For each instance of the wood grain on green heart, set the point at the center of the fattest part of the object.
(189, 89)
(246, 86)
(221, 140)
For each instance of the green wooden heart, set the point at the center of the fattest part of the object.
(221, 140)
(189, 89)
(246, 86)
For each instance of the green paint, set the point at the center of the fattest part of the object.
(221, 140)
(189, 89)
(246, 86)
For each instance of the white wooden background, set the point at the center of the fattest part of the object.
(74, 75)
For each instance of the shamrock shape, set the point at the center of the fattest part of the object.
════════════════
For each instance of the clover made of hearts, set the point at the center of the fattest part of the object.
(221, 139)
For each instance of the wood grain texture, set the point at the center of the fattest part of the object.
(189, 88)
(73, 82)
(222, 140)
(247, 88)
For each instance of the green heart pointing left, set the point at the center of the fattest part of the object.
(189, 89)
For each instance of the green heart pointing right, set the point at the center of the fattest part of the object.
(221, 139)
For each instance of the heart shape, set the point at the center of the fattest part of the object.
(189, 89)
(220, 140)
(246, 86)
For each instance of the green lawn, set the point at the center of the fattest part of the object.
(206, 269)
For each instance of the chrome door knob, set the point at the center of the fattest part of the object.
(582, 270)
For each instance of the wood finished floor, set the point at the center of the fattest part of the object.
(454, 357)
════════════════
Render the lines of the listing from the one containing "For each instance of the green paint, set" through the one containing "For each instance of the shamrock" as a JSON list of strings, one string per line, with blank lines left out.

REPLY TO THE EXERCISE =>
[
  "For each instance of the green paint, set the point at the center of the fattest part of the object.",
  "(221, 140)",
  "(189, 89)",
  "(246, 86)",
  "For each instance of the white wooden background, set the point at the center of the fattest part of the object.",
  "(74, 75)",
  "For each instance of the shamrock shape, set the point at the center of the fattest part of the object."
]